[[ Source extract, beginning ]]
As the dust of BERSIH settles, people talked about the election system. People talked about politicians. People talked about people – a rising civil society. Lim Wei Jiet, on the other hand, wants to talk about a group of people who do not call for publicity, but are nevertheless the nation’s half-sung heroes.
I’m a law student, and quite naturally, I have been following the BERSIH rally’s progress with much enthusiasm. Within the heart-pounding maze of accusations, decision U-turns and the tiring traffic jam of deceptions, it looks like we have reached saner grounds. From what I read in the media (not only the mainstream ones, of course!) and insights from political scientists, much spotlight has been given to the people, the police, and the politicians.
Some say a third force comprising the civil society has awakened from its slumber. Some say the events that unfolded showed how unprofessional and how willing the police were to become tools of the ruling regime. While the politicians…well, let’s just say there were among the downright dirty and disappointing political mudfight that successfully “KOTOR-ed” BERSIH’s noble intentions.
But few leaders and writers showered well-deserved praises to our half-sung heroes. Yes, we hear dissipating blows of the trumpets and a few whispering hymns from the masses. They got the necessary coverage to impress certain segments of society, but they certainly deserve more than that. Half heard, half unheard – they are, in my eyes, the half-sung heroes of our nation in this recent episode.
They are the knights in shining armour (or black blazers, under the sun, no less) who protected the rights of citizens of every race, religion and political party – our lawyers. Here, I would like to pay tribute to the amazing people in the Malaysian Bar whose valiant fight to defend truth and justice inspired the rakyat, especially the many law students out there.
Top on the list is definitely Datuk Ambiga, the courageous leader of BERSIH 2.0, herself.
In her acceptance speech upon her conferment with the Honorary Doctorate of Laws at the University of Exeter, she said:
As lawyers, we are in a unique position. Our years of legal study and practice teach us to see and appreciate the fundamental role that the Rule of Law plays in guaranteeing that the state governs its citizens in a just and democratic manner.
[[ Source extract, end ]]
◆ Required action ◆
Carry on the piece about the BERSIH rally and the lawyers of the Malaysian Bar, starting right after its last sentence.
[[ Record set, beginning ]]
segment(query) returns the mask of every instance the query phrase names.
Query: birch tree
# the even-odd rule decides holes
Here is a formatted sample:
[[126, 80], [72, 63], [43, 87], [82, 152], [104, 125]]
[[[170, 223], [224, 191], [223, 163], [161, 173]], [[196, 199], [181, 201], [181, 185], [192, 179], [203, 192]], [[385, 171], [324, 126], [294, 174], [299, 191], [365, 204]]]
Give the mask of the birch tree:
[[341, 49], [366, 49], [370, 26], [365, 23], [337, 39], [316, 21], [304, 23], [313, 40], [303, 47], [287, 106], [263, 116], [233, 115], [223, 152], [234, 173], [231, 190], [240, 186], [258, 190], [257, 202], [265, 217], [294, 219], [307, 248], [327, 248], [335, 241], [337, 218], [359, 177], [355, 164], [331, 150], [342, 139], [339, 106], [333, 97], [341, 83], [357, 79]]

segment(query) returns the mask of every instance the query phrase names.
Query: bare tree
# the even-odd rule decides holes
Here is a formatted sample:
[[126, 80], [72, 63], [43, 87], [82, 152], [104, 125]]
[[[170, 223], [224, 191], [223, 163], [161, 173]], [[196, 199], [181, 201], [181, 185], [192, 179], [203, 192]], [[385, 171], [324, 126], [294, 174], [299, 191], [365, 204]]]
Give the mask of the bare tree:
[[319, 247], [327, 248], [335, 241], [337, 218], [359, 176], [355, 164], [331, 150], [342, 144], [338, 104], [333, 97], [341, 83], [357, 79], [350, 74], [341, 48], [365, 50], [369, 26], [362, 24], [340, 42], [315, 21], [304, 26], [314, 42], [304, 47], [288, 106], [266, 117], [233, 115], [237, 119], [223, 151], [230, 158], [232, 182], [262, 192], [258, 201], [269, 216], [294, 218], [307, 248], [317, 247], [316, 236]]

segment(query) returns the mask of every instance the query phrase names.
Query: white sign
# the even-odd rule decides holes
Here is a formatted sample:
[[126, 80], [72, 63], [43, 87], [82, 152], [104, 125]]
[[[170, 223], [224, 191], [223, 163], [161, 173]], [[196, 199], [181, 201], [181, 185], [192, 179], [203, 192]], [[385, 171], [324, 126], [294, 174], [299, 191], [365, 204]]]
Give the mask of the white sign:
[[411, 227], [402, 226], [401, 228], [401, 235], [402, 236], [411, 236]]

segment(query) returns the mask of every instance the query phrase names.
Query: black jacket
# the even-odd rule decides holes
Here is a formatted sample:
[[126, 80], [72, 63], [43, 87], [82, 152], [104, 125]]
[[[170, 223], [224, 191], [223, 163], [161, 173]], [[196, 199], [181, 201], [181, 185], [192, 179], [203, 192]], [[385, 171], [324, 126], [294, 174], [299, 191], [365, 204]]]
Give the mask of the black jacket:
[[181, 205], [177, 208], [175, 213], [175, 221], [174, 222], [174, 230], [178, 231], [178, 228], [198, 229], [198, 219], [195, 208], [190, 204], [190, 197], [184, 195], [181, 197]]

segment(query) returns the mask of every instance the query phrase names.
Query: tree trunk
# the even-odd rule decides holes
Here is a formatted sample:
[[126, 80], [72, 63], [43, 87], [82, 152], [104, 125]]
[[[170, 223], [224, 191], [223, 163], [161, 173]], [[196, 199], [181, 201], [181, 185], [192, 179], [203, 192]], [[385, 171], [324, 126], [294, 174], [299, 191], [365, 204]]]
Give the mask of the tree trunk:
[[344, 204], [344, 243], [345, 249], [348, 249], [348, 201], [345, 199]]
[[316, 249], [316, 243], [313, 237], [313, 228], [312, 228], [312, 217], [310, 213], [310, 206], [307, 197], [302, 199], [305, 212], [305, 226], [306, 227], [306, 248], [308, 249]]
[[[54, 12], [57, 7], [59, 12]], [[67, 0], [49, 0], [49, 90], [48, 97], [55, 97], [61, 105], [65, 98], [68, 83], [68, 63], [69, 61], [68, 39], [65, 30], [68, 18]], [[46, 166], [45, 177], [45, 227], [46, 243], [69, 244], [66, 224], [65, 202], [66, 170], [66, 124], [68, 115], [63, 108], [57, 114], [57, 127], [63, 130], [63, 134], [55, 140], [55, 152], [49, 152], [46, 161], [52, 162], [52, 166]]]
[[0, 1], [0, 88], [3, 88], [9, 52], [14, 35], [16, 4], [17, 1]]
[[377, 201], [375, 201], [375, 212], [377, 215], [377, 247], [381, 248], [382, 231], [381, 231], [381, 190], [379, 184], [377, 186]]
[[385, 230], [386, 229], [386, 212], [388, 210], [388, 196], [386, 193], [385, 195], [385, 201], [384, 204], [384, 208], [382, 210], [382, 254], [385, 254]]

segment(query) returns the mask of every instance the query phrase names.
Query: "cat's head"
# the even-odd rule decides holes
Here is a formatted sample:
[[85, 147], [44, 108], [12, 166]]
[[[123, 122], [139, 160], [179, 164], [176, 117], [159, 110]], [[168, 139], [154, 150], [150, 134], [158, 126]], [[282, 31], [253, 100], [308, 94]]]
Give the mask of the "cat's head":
[[ Record set, end ]]
◆ Exercise answer ◆
Who better to remind those in power of their responsibilities to their citizens than lawyers trained in understanding the difference between “Rule of Law” and “Rule by Law”?
Here, I make no reference to rules, guidelines, documents, or declarations. My only reference point is our conscience. Can we as lawyers, ever sit back and watch the erosion of fundamental liberties of the people around us and do nothing? Clearly, silence in these circumstances, is not an option.
She rightfully pointed out the crucial need for the rule of law, which has been clearly lacking in Malaysia. But more importantly, when the rule of law has been trampled upon, she reminded that lawyers need only derive from their conscience for the bravery to stand up against injustice. For that, and her role in creating a brand new generation of Malaysians, I salute you Datuk Ambiga. Oops, sorry, Datuk DR. Ambiga Sreenevasan.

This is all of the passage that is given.